> [CHALLENGE]: Write out every entry exactly as it appears.

Entries from a point annotation set
□ □ □ □ □ □ □

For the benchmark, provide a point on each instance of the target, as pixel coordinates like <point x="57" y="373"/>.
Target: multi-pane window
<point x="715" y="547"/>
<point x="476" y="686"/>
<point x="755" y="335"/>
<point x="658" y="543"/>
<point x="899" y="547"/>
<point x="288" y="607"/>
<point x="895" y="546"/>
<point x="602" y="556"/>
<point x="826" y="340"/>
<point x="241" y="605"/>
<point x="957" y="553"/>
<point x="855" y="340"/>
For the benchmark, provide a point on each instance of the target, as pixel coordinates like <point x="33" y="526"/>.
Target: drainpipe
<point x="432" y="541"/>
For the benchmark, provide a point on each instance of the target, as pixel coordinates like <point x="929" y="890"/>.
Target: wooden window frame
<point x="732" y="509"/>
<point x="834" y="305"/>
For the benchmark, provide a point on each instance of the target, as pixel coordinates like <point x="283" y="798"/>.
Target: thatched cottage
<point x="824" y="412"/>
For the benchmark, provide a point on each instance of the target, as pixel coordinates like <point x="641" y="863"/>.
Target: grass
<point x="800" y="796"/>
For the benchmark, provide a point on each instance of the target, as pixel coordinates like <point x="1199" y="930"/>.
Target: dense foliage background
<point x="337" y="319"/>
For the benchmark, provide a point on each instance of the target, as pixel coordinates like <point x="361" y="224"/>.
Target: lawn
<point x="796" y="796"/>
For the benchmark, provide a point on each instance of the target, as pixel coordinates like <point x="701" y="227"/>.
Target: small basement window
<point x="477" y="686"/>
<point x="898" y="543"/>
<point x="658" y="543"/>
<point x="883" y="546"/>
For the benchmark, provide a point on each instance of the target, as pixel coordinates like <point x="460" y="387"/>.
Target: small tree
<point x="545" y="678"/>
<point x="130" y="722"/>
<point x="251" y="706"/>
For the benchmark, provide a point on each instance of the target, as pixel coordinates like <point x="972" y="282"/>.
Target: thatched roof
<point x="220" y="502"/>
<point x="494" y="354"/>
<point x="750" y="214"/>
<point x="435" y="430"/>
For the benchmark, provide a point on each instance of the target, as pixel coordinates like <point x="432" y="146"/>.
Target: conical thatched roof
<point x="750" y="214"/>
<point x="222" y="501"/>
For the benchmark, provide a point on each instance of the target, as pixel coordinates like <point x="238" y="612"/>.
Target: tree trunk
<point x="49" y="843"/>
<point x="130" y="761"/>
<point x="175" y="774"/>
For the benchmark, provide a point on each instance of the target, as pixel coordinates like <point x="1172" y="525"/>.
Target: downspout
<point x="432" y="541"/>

□ □ □ □ □ □ □

> [TASK OUTPUT]:
For the benchmark, provide a point on each instance of the target, as pixel coordinates like <point x="57" y="373"/>.
Target: multi-pane window
<point x="715" y="547"/>
<point x="476" y="686"/>
<point x="755" y="335"/>
<point x="658" y="543"/>
<point x="899" y="547"/>
<point x="288" y="607"/>
<point x="895" y="546"/>
<point x="602" y="556"/>
<point x="826" y="340"/>
<point x="241" y="605"/>
<point x="957" y="553"/>
<point x="855" y="340"/>
For the benchmark, provide a point on each instance of the target, as pixel coordinates like <point x="33" y="526"/>.
Target: drainpipe
<point x="432" y="541"/>
For the benchmark, provide a point on each instance of the target, as pixel coordinates like <point x="929" y="890"/>.
Target: wooden window frame
<point x="732" y="509"/>
<point x="834" y="305"/>
For the benchmark, provide a point on each instance of the target, as pixel coordinates like <point x="283" y="798"/>.
Target: thatched cottage
<point x="824" y="412"/>
For the benchmark, provide a point on each instance of the target, as pixel coordinates like <point x="641" y="863"/>.
Target: grass
<point x="800" y="796"/>
For the benchmark, provide a point on each instance of the target, as pixel coordinates like <point x="1199" y="930"/>.
Target: dense foliage background
<point x="337" y="319"/>
For the benchmark, provide a point on each instance of the target, as pixel coordinates like <point x="361" y="224"/>.
Target: lawn
<point x="796" y="796"/>
For the benchmark, provide a point on each instance of the target, as pixel coordinates like <point x="701" y="227"/>.
Target: small basement window
<point x="477" y="686"/>
<point x="898" y="543"/>
<point x="658" y="543"/>
<point x="883" y="546"/>
For the benchmark, provide a point on each instance of the target, as pixel coordinates like <point x="460" y="387"/>.
Target: small tree
<point x="545" y="678"/>
<point x="130" y="722"/>
<point x="251" y="706"/>
For the benchmark, provide a point on each instance of the target, as pixel coordinates like <point x="972" y="282"/>.
Target: thatched roof
<point x="220" y="502"/>
<point x="494" y="354"/>
<point x="750" y="214"/>
<point x="435" y="430"/>
For the benchmark, provide a point on each instance of the target, as pixel coordinates like <point x="432" y="146"/>.
Target: conical thatched roof
<point x="750" y="214"/>
<point x="222" y="501"/>
For the benchmark, provide a point on each instance of the target, as pixel coordinates like <point x="238" y="612"/>.
Target: tree trunk
<point x="49" y="843"/>
<point x="130" y="761"/>
<point x="175" y="774"/>
For the benchmark, provide a point on each instance of the target, as pixel coordinates like <point x="1172" y="525"/>.
Target: downspout
<point x="432" y="541"/>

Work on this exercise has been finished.